-- START OF EXERCISE MATERIAL --
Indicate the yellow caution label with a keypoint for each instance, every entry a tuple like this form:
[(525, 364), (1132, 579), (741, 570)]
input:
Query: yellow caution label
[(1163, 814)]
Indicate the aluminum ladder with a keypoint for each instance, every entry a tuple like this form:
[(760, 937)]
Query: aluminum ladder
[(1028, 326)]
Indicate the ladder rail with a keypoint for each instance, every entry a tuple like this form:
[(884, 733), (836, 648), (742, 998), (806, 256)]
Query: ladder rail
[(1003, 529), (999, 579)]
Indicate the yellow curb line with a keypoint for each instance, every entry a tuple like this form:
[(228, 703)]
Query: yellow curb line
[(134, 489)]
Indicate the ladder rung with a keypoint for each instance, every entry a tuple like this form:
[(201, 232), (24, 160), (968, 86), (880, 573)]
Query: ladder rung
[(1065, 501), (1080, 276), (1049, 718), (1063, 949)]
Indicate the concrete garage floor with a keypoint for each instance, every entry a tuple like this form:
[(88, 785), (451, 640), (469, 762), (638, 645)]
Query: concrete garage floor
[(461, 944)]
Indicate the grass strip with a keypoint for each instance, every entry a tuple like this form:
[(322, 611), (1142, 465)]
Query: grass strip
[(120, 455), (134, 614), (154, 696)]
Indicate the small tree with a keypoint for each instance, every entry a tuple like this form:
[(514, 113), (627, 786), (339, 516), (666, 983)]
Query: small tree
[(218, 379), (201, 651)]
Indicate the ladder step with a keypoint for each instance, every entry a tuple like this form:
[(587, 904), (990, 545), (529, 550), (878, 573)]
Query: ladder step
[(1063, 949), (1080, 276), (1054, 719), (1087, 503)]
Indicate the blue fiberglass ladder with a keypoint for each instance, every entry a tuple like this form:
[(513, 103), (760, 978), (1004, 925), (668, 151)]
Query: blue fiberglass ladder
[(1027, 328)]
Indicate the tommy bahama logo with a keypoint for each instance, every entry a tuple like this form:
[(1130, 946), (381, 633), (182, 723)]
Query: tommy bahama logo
-- END OF EXERCISE MATERIAL --
- _GIVEN PROBLEM_
Copy out every line from the one containing "Indicate the yellow curb" through the last line, requests included, shifting the answer coordinates by adding 20 to each number.

- _RESPONSE FOR THIS EXERCISE_
Indicate the yellow curb line with a keypoint for each instance, every entry a tuple like this form:
[(228, 703)]
Query: yellow curb line
[(154, 509)]
Indicate the ladder rung with a keypoint for each instance, every entry a tuple like this form:
[(201, 232), (24, 160), (968, 86), (880, 573)]
Query: ladder rung
[(1085, 521), (1100, 296), (1069, 738), (1083, 969)]
Indicate the concrete garage floor with a keypoint for each instance, every entry a tuple like this form:
[(88, 785), (451, 640), (469, 762), (638, 645)]
Query: concrete garage floor
[(481, 964)]
Indicate the grass strip with a keypoint for each instance, every entry a tuple like this form:
[(322, 611), (1142, 465)]
Query: grass strip
[(140, 475), (154, 634), (174, 716)]
Indicate the small tree with a keypoint for each instance, every entry a tuple like this form:
[(514, 113), (627, 786), (339, 516), (666, 983)]
Query: small tree
[(238, 399), (221, 671)]
Indicate the ladder step with a keypoint for each instance, every entry a tuple like this form:
[(587, 904), (990, 545), (529, 550), (878, 573)]
Query: ladder step
[(1083, 969), (1100, 296), (1074, 739), (1107, 523)]
Indicate the blue fiberglass ladder with a keypoint for each instance, every entry a tuple like this form:
[(513, 103), (760, 978), (1004, 925), (668, 151)]
Query: blue fiberglass ladder
[(1047, 348)]
Indicate the tommy bahama logo with a keypoint for each instance, every entry a tuple like this form:
[(1130, 946), (381, 633), (182, 723)]
Query: tommy bahama logo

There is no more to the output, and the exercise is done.